- EXTRAIT FOURNI:
—————
61978J0238

Arrêt de la Cour du 4 octobre 1979. - Ireks-Arkady GmbH contre Conseil et Commission des Communautés européennes. - Quellmehl - Responsabilité. - Affaire 238/78.

Recueil de jurisprudence 1979 page 02955
édition spéciale grecque page 00451
édition spéciale suédoise page 00567
édition spéciale finnoise page 00621
édition spéciale espagnole page 01467


Sommaire
Parties
Objet du litige
Motifs de l'arrêt
Dispositif

Mots clés


1 . RECOURS EN INDEMNITE - QUALITE POUR AGIR - CESSION DU DROIT A REPARATION - RECOURS INTRODUIT PAR LE CESSIONNAIRE - RECEVABILITE

( TRAITE CEE , ART . 178 ET 215 , ALINEA 2 )
—————
- DONNÉES BRUTES:
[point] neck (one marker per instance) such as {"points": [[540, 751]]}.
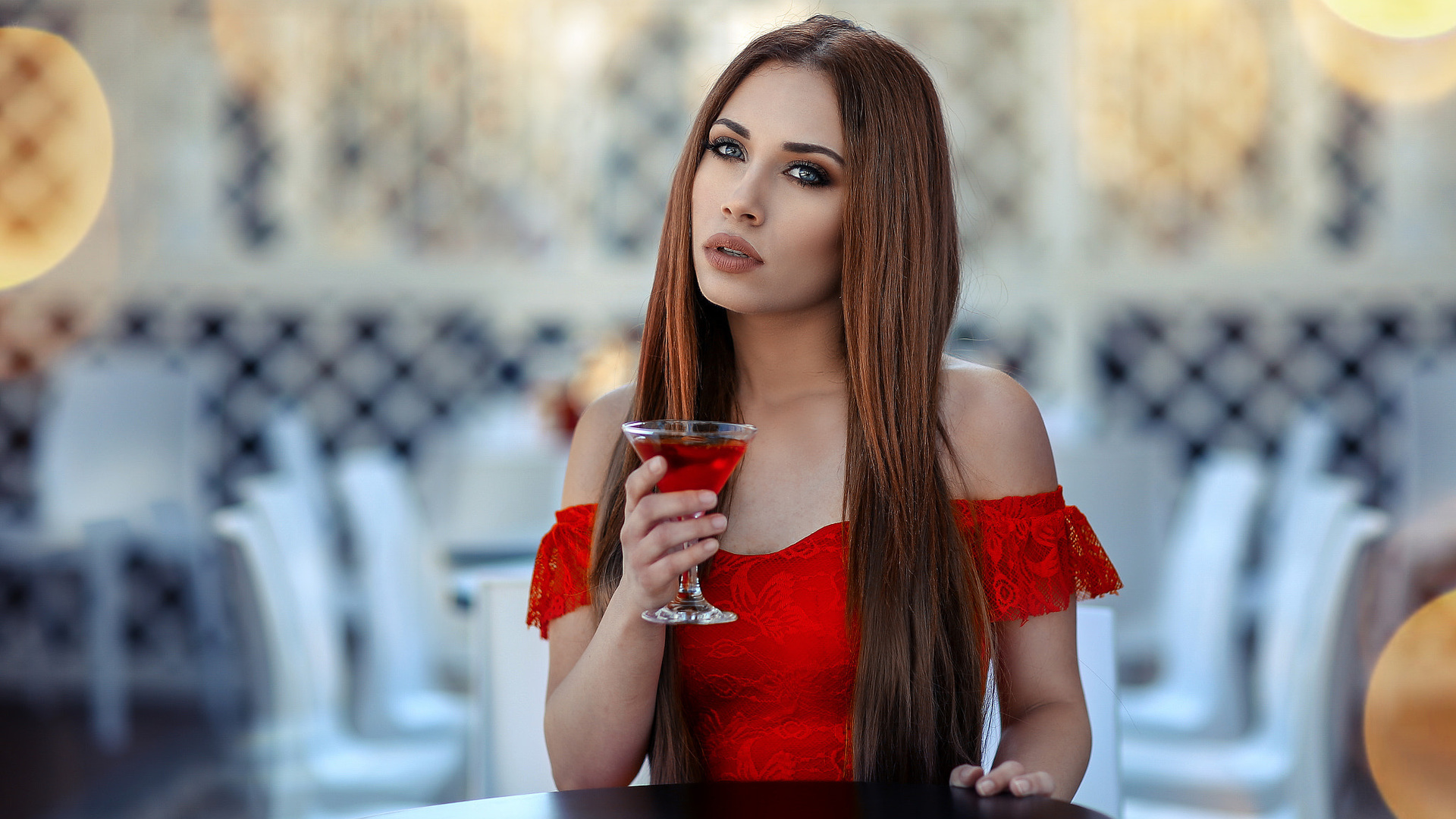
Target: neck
{"points": [[786, 356]]}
—————
- CONSIGNE 1:
Veuillez recopier à l'identique le passage de l'extrait fourni qui commence aux mots « 1 . RECOURS » et s'arrête après les mots « 215 , ALINEA 2 ) ».
- CONSIGNE 2:
D'après l'extrait fourni, à quelle date la Cour a-t-elle rendu son arrêt ?

- RÉPONSE 1:
1 . RECOURS EN INDEMNITE - QUALITE POUR AGIR - CESSION DU DROIT A REPARATION - RECOURS INTRODUIT PAR LE CESSIONNAIRE - RECEVABILITE

( TRAITE CEE , ART . 178 ET 215 , ALINEA 2 )

- RÉPONSE 2:
Le 4 octobre 1979.